== Task to complete ==
Write out exactly the line containing "the white column" and all lines that come after it in the listing below, through the very last one.
- - -
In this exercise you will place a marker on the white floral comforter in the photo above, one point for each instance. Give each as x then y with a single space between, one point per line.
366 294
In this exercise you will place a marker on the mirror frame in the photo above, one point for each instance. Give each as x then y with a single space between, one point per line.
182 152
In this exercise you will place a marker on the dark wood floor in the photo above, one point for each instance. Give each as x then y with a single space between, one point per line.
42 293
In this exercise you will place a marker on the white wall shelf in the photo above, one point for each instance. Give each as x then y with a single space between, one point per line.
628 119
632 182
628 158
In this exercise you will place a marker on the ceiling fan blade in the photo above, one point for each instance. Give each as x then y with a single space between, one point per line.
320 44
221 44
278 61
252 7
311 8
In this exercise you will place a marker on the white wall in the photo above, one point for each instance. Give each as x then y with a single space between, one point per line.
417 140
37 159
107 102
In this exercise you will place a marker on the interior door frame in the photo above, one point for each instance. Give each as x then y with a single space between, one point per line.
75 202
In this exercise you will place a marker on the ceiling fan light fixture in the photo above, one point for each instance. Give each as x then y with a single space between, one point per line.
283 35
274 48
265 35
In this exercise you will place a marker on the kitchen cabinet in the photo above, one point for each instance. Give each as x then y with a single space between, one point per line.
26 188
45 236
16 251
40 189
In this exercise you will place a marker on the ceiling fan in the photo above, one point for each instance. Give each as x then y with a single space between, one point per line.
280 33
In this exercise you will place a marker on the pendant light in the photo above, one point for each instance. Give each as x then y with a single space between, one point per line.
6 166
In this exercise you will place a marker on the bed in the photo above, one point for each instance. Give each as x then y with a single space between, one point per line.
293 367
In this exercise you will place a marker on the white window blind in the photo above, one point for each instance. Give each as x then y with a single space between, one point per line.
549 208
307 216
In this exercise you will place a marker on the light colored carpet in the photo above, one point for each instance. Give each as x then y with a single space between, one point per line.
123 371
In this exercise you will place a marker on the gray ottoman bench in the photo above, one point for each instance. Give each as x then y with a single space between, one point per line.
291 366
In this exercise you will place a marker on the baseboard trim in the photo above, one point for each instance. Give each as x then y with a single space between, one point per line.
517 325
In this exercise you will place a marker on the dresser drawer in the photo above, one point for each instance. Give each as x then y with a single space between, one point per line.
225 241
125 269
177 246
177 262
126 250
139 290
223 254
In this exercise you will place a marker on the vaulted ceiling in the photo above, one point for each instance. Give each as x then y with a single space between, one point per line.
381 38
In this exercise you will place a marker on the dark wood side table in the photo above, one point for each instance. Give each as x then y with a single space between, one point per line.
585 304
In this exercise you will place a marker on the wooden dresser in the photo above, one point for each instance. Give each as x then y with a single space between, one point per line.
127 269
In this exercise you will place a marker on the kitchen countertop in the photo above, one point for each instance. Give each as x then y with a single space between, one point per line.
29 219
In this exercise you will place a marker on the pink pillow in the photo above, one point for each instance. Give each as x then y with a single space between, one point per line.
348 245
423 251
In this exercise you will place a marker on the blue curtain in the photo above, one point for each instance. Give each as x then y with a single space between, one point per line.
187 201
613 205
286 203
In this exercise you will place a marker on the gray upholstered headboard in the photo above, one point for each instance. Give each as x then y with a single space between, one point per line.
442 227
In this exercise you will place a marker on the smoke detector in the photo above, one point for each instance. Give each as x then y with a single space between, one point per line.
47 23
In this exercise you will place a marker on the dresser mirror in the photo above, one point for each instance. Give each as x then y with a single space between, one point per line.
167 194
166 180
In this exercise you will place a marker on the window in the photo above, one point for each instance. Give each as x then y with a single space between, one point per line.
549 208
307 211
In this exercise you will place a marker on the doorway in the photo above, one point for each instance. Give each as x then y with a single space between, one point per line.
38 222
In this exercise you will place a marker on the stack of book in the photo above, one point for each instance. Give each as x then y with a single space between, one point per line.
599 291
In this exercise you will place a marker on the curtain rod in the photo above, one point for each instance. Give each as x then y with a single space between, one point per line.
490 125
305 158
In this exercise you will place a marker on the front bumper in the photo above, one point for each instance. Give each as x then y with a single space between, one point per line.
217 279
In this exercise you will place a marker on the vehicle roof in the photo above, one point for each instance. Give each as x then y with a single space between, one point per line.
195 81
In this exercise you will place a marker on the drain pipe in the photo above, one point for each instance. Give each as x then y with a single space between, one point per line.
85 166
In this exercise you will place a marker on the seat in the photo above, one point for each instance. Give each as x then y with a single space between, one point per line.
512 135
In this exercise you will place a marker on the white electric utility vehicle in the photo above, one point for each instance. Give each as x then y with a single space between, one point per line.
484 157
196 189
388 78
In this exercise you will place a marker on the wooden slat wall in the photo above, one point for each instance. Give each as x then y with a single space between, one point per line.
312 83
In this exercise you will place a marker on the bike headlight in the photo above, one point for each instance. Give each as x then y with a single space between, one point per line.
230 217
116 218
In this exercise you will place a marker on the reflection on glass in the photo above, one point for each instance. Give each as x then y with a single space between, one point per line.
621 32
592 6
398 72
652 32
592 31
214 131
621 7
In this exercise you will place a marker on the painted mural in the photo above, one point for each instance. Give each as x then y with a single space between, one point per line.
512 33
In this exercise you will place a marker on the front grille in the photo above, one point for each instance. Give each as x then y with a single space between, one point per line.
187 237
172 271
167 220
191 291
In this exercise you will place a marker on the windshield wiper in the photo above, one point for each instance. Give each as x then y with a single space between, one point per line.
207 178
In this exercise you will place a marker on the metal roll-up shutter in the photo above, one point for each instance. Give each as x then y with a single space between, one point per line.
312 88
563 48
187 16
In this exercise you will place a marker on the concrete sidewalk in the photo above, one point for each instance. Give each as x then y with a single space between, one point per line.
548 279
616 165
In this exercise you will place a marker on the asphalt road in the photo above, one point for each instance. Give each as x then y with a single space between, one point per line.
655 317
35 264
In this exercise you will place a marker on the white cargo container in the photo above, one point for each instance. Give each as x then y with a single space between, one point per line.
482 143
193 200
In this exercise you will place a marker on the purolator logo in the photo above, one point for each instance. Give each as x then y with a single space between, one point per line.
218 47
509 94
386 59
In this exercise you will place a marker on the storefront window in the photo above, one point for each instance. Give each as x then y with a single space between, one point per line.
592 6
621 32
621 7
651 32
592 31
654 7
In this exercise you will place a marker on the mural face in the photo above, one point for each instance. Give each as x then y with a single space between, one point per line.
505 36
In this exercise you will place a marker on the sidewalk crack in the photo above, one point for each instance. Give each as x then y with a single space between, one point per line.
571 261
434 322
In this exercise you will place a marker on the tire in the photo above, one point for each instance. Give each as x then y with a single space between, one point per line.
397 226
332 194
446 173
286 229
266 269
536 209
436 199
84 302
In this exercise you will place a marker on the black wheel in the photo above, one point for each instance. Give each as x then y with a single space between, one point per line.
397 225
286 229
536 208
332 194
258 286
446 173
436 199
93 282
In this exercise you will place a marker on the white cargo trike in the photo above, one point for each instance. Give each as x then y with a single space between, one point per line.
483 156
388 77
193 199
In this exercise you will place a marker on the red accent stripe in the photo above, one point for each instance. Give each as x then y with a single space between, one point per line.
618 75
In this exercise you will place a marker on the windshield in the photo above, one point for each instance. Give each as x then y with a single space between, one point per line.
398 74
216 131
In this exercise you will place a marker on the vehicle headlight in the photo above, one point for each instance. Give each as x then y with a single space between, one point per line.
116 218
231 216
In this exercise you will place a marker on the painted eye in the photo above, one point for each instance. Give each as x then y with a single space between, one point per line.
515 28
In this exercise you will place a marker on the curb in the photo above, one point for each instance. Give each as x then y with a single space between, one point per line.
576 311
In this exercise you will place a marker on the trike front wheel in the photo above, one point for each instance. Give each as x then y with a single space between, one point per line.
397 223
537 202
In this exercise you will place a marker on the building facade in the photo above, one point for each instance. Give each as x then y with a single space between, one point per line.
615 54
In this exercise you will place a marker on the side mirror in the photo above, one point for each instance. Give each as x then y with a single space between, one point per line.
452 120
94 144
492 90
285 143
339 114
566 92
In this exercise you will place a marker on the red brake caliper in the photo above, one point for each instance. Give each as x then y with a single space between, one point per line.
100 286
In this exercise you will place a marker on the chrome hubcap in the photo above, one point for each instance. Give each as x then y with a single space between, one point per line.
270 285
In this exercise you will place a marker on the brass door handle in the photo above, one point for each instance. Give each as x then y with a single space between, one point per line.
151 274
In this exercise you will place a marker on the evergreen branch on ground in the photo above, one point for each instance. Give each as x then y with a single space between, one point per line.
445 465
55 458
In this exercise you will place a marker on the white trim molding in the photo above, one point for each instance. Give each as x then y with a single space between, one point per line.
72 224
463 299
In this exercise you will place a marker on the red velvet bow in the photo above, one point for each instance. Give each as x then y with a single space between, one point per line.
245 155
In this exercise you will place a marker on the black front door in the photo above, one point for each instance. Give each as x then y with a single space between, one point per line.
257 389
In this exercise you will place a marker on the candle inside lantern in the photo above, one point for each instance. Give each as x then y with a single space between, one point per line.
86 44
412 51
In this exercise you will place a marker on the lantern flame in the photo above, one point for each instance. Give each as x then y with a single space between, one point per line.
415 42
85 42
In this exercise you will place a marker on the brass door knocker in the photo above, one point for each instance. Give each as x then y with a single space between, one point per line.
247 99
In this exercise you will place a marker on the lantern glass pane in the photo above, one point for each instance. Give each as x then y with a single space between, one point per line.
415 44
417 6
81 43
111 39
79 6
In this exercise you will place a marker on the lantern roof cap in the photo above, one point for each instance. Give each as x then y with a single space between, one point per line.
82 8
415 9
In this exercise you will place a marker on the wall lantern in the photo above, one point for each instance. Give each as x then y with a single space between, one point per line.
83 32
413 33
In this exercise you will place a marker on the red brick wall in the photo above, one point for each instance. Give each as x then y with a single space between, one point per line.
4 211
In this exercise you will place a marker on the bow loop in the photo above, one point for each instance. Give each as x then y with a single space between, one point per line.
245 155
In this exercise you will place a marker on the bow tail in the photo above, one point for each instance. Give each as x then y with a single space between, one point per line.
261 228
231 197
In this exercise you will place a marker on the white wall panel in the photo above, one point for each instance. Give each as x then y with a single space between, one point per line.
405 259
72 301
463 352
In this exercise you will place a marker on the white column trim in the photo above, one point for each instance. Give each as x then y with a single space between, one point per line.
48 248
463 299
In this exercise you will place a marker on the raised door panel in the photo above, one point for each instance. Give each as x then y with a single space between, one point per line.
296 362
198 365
- - -
== Solved exercise ==
In this exercise you will place a marker on the white column trim in the photo above, one point for each instance. Give each as x then y with a single space between, one point per line.
48 248
463 299
In this exercise you will place a marker on the raised door panel in the photo above, one point for each instance. Give each as x then y with a single space between, one point per line.
296 362
198 365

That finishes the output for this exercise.